Directions for this task - Return the listing that follows exactly, with no pictures included.

· · · ·

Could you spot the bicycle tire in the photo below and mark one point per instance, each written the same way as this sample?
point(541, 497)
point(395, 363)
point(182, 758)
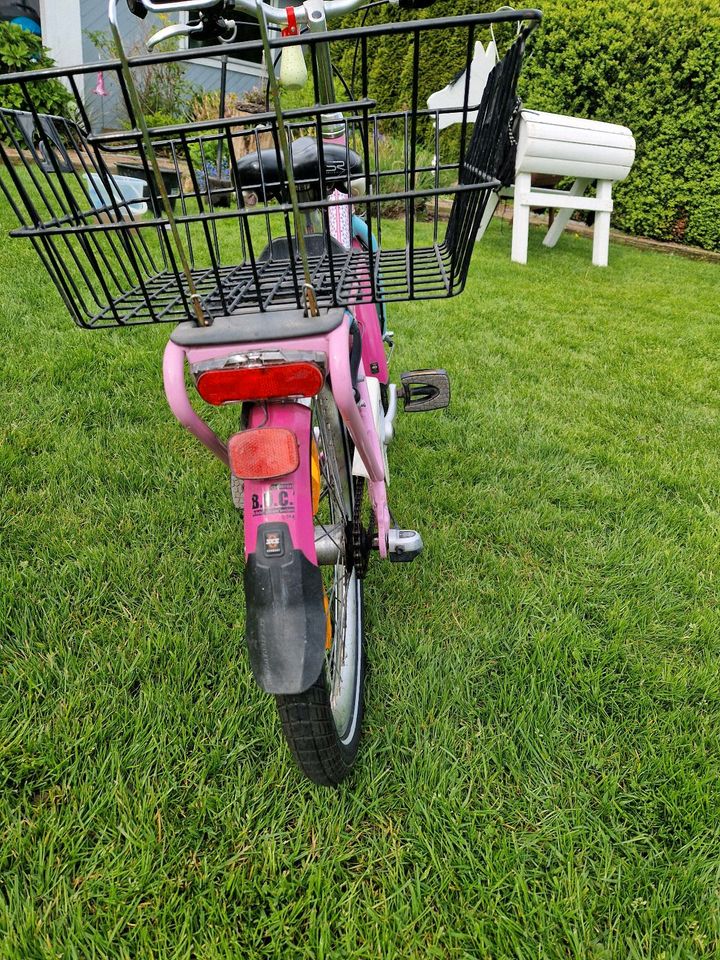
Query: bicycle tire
point(322, 725)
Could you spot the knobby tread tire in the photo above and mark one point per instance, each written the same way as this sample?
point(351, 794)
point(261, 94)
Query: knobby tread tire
point(311, 735)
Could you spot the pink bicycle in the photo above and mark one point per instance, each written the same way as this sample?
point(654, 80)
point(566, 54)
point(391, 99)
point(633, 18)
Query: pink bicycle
point(276, 279)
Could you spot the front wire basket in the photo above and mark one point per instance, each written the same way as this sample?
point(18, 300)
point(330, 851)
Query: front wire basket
point(115, 262)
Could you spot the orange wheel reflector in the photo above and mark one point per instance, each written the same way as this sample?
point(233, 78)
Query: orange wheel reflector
point(263, 453)
point(301, 379)
point(315, 475)
point(328, 623)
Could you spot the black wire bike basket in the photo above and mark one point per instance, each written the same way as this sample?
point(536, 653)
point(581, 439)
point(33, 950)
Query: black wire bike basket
point(117, 260)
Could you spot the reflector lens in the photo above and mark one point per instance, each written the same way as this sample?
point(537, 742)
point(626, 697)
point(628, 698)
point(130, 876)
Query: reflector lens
point(263, 453)
point(301, 379)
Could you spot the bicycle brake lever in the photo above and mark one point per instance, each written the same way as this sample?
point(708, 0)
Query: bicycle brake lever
point(174, 30)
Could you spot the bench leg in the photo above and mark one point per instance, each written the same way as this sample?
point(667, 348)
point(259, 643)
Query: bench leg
point(561, 220)
point(492, 203)
point(601, 231)
point(521, 218)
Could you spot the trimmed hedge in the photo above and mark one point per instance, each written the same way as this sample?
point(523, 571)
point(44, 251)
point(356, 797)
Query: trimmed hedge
point(654, 67)
point(21, 50)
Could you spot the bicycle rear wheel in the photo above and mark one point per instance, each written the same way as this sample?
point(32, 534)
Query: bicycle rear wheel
point(322, 724)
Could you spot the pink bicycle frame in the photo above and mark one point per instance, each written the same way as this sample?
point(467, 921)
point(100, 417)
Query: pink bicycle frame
point(295, 508)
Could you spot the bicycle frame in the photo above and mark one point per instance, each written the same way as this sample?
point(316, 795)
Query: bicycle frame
point(358, 418)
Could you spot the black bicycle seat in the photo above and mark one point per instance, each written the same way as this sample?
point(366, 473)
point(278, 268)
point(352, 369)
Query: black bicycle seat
point(263, 172)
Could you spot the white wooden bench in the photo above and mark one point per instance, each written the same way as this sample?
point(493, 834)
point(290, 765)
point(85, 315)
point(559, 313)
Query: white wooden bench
point(587, 151)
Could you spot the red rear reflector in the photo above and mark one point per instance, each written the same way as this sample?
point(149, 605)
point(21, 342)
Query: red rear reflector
point(301, 379)
point(263, 453)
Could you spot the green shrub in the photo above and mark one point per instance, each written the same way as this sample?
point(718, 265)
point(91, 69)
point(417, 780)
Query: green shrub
point(21, 50)
point(655, 68)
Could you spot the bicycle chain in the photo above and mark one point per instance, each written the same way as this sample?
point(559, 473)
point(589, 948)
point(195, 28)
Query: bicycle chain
point(361, 538)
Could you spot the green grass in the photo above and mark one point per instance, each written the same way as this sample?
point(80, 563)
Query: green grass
point(540, 771)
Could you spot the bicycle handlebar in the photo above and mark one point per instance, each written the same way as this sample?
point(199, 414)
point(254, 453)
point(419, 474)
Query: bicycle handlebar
point(276, 15)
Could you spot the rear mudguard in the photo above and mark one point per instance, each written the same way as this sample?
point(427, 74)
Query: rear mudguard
point(286, 618)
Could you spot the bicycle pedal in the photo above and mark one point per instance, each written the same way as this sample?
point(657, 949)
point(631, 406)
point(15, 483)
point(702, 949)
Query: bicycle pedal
point(404, 545)
point(424, 390)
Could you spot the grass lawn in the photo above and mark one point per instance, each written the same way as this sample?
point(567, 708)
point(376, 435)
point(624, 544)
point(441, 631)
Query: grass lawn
point(540, 773)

· · · ·

Your solution -
Could you spot the bicycle tire in the photo below and mark one point per instance, each written the same way as this sample?
point(541, 497)
point(395, 363)
point(182, 758)
Query: bicycle tire
point(322, 725)
Could you spot the knobby tread tire in the photo above and mark one point per instance, each written the same way as this sample?
point(351, 794)
point(261, 94)
Query: knobby tread tire
point(311, 735)
Could you spot the pink bicycle in the photo above and mark one point per instance, each written the same way as this sample?
point(654, 80)
point(566, 54)
point(391, 99)
point(633, 18)
Query: pink bicycle
point(276, 279)
Could you spot the front wire basket in the photo above and mark one point per instance, each written the same way as this sample?
point(18, 300)
point(330, 851)
Query: front wire basket
point(115, 262)
Could you spot the orange wheel reflector in the photo above and mark one point per instance, each written the same way as this sample?
point(233, 78)
Query: orange wheel reflector
point(263, 453)
point(301, 379)
point(315, 475)
point(328, 623)
Could you spot the black wire bike basket in the photo above and mark one point per instance, each written the same way as this sample?
point(536, 653)
point(581, 439)
point(33, 950)
Query: black wire bike basket
point(117, 260)
Could you spot the reflector lens in the photo above and mark one point per instance, each written the same way as this sample?
point(537, 742)
point(626, 697)
point(628, 698)
point(130, 876)
Query: reflector lens
point(263, 453)
point(301, 379)
Could you spot the bicycle brake lever in the photo above and mark one point per instance, each written the same way as this sample?
point(708, 0)
Query: bicycle brake lever
point(174, 30)
Could you spot the bench leg in the photo above and mark one point per instance, each written the same way as this sample?
point(667, 348)
point(259, 643)
Query: bench leg
point(561, 220)
point(492, 203)
point(601, 231)
point(521, 218)
Could you spot the trimmed hedge in the photo above and mark one point per instance, each written the same way as this sample?
point(523, 571)
point(44, 251)
point(356, 797)
Query: trimmed hedge
point(654, 67)
point(21, 50)
Could you spot the bicycle rear wheel in the photo above and mark one point per instance, each written the same way as this sample?
point(32, 534)
Query: bicycle rear wheel
point(322, 724)
Could you spot the pink bicycle frame in the photo above and mark one point per instance, each written the same way as this sample?
point(467, 921)
point(100, 417)
Query: pink bicycle frame
point(295, 508)
Could you spot the bicycle frame in the photo above and mark one point per instance, each written the same way as this sample?
point(316, 795)
Query: bicycle frame
point(358, 418)
Could you spot the black bicycle seat in the photo above and mark one point per instance, each written the same way as this sample?
point(366, 473)
point(278, 268)
point(352, 369)
Query: black bicycle seat
point(263, 172)
Could you spot the white wooden bench in the photo above and mark one point per instance, each written the same way as this sample?
point(493, 834)
point(290, 765)
point(85, 315)
point(559, 313)
Query: white wooden bench
point(587, 151)
Could you spot the red rear reflector in the photo above and mark one point per instance, each written the same way as this sample?
point(149, 605)
point(21, 342)
Query: red rear reflector
point(301, 379)
point(263, 453)
Could you spot the green shrub in the photo above and mark one point per instance, each written the same way as this sample?
point(718, 265)
point(91, 69)
point(417, 780)
Query: green shrub
point(21, 50)
point(655, 68)
Could you spot the bicycle chain in the photo above and mark one point per instance, each written the same way as this sample?
point(559, 473)
point(589, 948)
point(195, 28)
Query: bicycle chain
point(361, 538)
Could you spot the green grass in the photo above and mark one point per instance, each written the same way as this sample?
point(80, 563)
Query: green grass
point(540, 771)
Could you spot the bicycle handlebar in the photo above and mark one point per instance, each written the same way as this sample?
point(199, 414)
point(254, 453)
point(419, 474)
Query: bicycle handlebar
point(276, 15)
Could you spot the rear mudguard in the photo above and mark one point per instance, each written the same way as this sample?
point(427, 74)
Query: rear mudguard
point(286, 618)
Could you spot the bicycle pedal in the photo above and mark one point per instance, each written the same way as this sample?
point(657, 949)
point(631, 406)
point(15, 483)
point(702, 949)
Query: bicycle pedal
point(404, 545)
point(424, 390)
Could you spot the grass lawn in the photo above and mark one point per instance, each written the same way as this sample?
point(567, 708)
point(376, 435)
point(624, 544)
point(441, 631)
Query: grass lawn
point(540, 773)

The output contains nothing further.